== GIVEN RECORDS ==

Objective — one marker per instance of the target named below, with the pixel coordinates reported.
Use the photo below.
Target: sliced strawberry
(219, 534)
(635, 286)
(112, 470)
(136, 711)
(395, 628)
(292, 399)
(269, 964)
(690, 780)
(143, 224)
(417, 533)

===

● WHAT IS REQUIRED: In the data above, each line holding "below" is to be found and copied.

● EXERCISE RESULT:
Objective — one marker per instance of the target named below, with the pixel coordinates reported.
Use the photo below.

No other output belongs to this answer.